* Start Passage provided *

# Campy and BB30



## traumabill

I'm looking to possibly upgrade my frame to a BB30 specific Cannondale. I know I can use my current Chorus UT cranks with an adapter. Are there better options, i.e. Cannondale SL cranks, or does Campy have something up their sleeve for BB30? I'm not sure what Liquigas uses or if they even use the BB30...as a point of reference...

Thanks in advance,


Bill


----------



## BikeProf

Campy makes the snap-in adapter that you mention. Otherwise, the choice is to use the C'dale Hollowgram crankset, the FSA BB30, or the SRAM Red BB30. There are probably some other BB30 cranks I'm forgetting, but these three are probably the easiest choices to find. Liquigas uses the Hollowgram with BB30. 

I'm getting a CAAD9 with the BB30 (it's a team deal), and I'm going back and forth between the Hollowgram and Record with the adapter.


----------



## traumabill

Thanks for the info. Right now in my head, I have it narrowed down to the same two choices - UT/adapter and the Hollowgram...

* End Passage provided *
* Start Data excerpt *

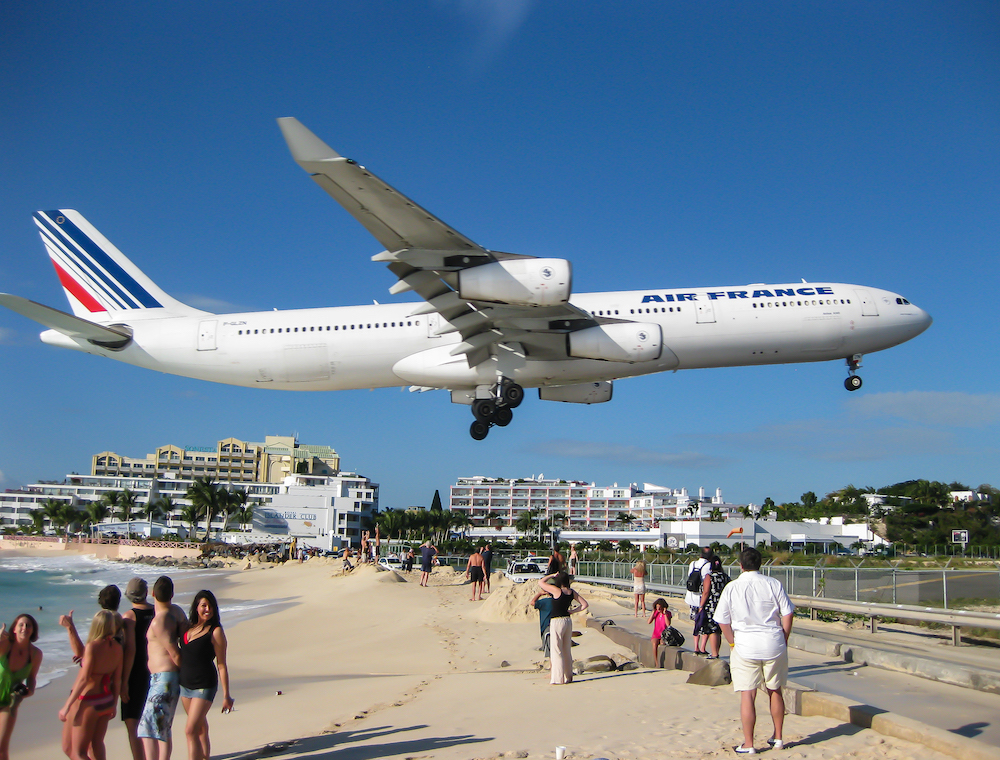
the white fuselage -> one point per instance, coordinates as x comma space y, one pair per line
381, 346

* End Data excerpt *

The task
Write the next part of the Campy and BB30 forum thread, picking up after its last post. The listing comes from a different source than the forum thread.

Answer to the task
Bill


----------



## Squidward

http://www.campagnolo.com/jsp/en/groupsetdetail/item_calotteintUT_catid_12.jsp


----------



## r_mutt

to continue this, is there any advantage to BB30 over a standard English BB? if you had a choice, which would you choose? 

I am in the process if ordering a CAAD9 and I have a choice of either BB.


----------



## STARNUT

r_mutt said:


> to continue this, is there any advantage to BB30 over a standard English BB? if you had a choice, which would you choose?
> 
> I am in the process if ordering a CAAD9 and I have a choice of either BB.


I hope you're not ordering now............. 'cause you ain't going to get it.



On to some productivity. 


Without question, I'd use the Cannondale SISL cranks. They are both lighter and stiffer than any Campy crank and about the same price. The guys on Liquigas always have and always will use the Cannondale cranks for the afore mentioned reason.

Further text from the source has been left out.